--- Text segment Enclosed Below ---

The British emissary Michael Symes who visited Myanmar in1795 left a
detailed account of all that he experienced in the country he mistakenly
called 'Ava'. In September of that year, he and his colleagues had the
chance to visit a wooden monastery in Amarapura, carved in exquisite
detail, and entirely gilded. Next to this monastery was the library, a
large one-room brick building on a terrace, surrounded by the gallery. The
room was locked but ranged against the wall on the gallery were rows of
Sar Daik, nearly one hundred in number. Presumably, there was no more
space inside the locked room.
Even as they were placed outside, by no means were the trunks or the
contents inferior in quality. The library keeper opened two boxes for the
visitors and Symes saw "some very beautiful writing on thin leaves of
ivory, the margins of which were ornamented with flowers of gold, neatly
executed. " He was "informed that there were books on diverse subjects;
more on divinity than any other; but history, music, medicine, painting
and romance, had their separate treatises."

--- End of Enclosed Text segment ---
--- Source data Enclosed Below ---

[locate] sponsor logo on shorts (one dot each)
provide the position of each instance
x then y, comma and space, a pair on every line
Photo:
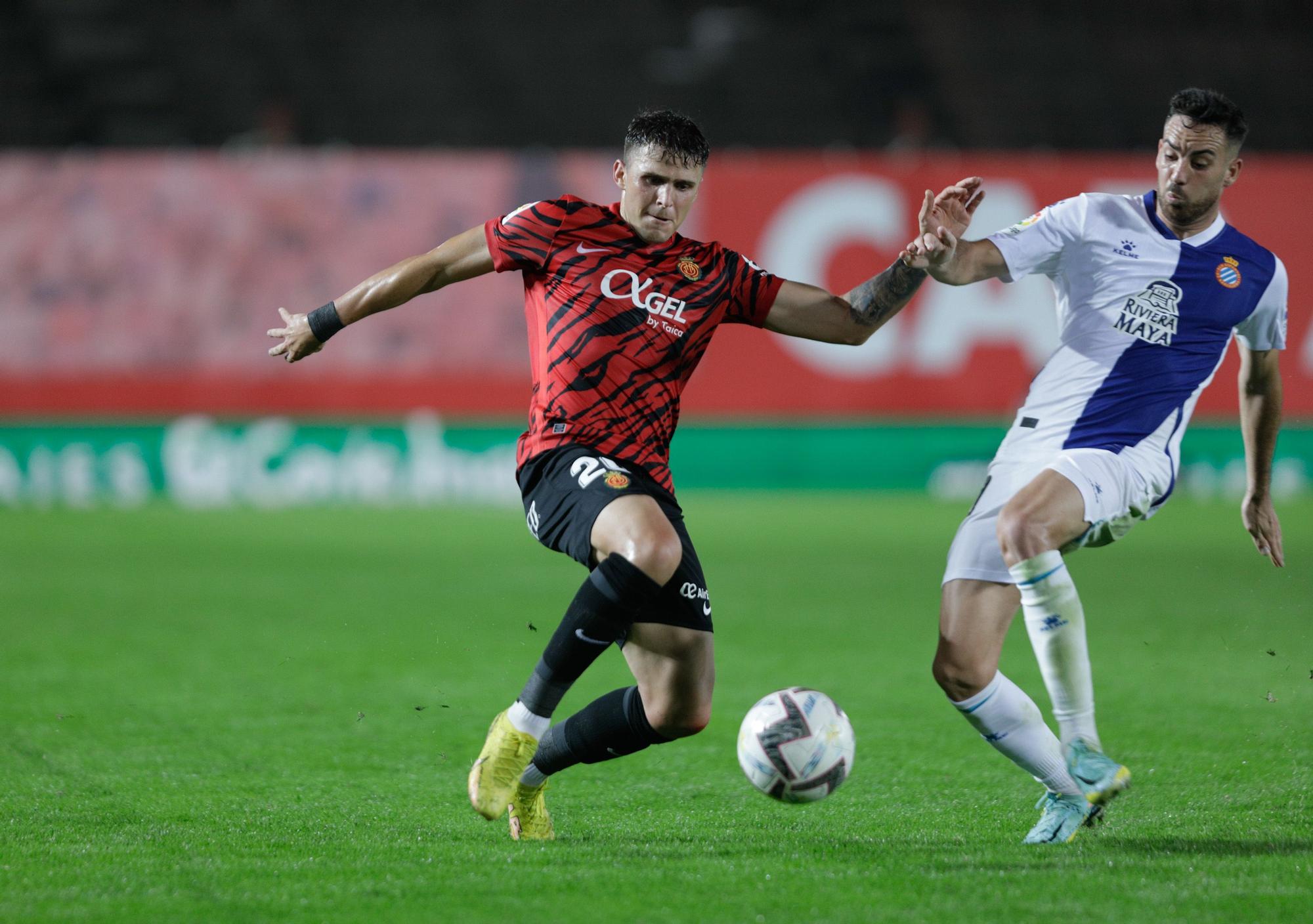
691, 591
1228, 272
590, 641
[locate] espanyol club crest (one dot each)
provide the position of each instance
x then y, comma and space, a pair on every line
1228, 272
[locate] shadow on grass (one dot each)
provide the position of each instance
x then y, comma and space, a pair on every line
1218, 847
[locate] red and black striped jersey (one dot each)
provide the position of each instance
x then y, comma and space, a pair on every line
616, 325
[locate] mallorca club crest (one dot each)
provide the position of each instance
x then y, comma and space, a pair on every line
1152, 316
1228, 272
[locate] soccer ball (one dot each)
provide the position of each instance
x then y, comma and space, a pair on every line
796, 745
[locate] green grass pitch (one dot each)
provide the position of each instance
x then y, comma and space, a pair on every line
269, 716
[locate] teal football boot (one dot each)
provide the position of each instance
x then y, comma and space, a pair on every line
1098, 776
1063, 818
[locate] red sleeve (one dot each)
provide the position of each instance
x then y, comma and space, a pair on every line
753, 291
523, 240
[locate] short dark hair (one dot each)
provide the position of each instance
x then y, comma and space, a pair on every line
1209, 107
674, 133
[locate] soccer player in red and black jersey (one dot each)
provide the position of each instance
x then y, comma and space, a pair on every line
620, 310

--- End of Enclosed Source data ---

## Task A
Answer these questions about the Amarapura library passage:
(i) In what month did Symes and his colleagues visit the monastery?
(ii) About how many Sar Daik stood against the wall on the gallery?
(iii) Which subject did the books cover more than any other?
## Task B
Repeat the Amarapura library passage from "The British emissary" to "the locked room." word for word.
## Task C
Pick up the Amarapura library passage after its final sentence and carry it on.

## Answer area A
(i) September
(ii) Nearly one hundred
(iii) Divinity

## Answer area B
The British emissary Michael Symes who visited Myanmar in1795 left a
detailed account of all that he experienced in the country he mistakenly
called 'Ava'. In September of that year, he and his colleagues had the
chance to visit a wooden monastery in Amarapura, carved in exquisite
detail, and entirely gilded. Next to this monastery was the library, a
large one-room brick building on a terrace, surrounded by the gallery. The
room was locked but ranged against the wall on the gallery were rows of
Sar Daik, nearly one hundred in number. Presumably, there was no more
space inside the locked room.

## Answer area C
"The volumes," he marvelled, "were disposed under distinct heads,
regularly numbered; and if all the other chests were as well filled, as
those that were submitted for our inspection, it is not improbable, that
his Birman Majesty may posses a more numerous library, than any potentate
from the banks of the Danube, to the borders of China."
Some Sar daik chests are plain rectangular trunks with a lid that lifts
off completely or is hinged and some are elaborate cabinets over 6 feet
high with tiered tops in the shape of the traditional Pyatthat roof that
one sees on religious monuments. These cabinets have doors that open
outwards, and drawers. They are mostly set on carved legs and have a
shrine on top with a Buddha image. Some exquisite examples that once
belonged to queens of the last dynasty can be seen at the National Museum
All of the boxes and cabinets have three things in common: they are
structured so that the joints fit tightly and are raised off the ground so
that insects or damp could not destroy the contents, and they are covered
with designs worked in gold leaf or in plain incised lacquer. The contents
are usually listed on the cover.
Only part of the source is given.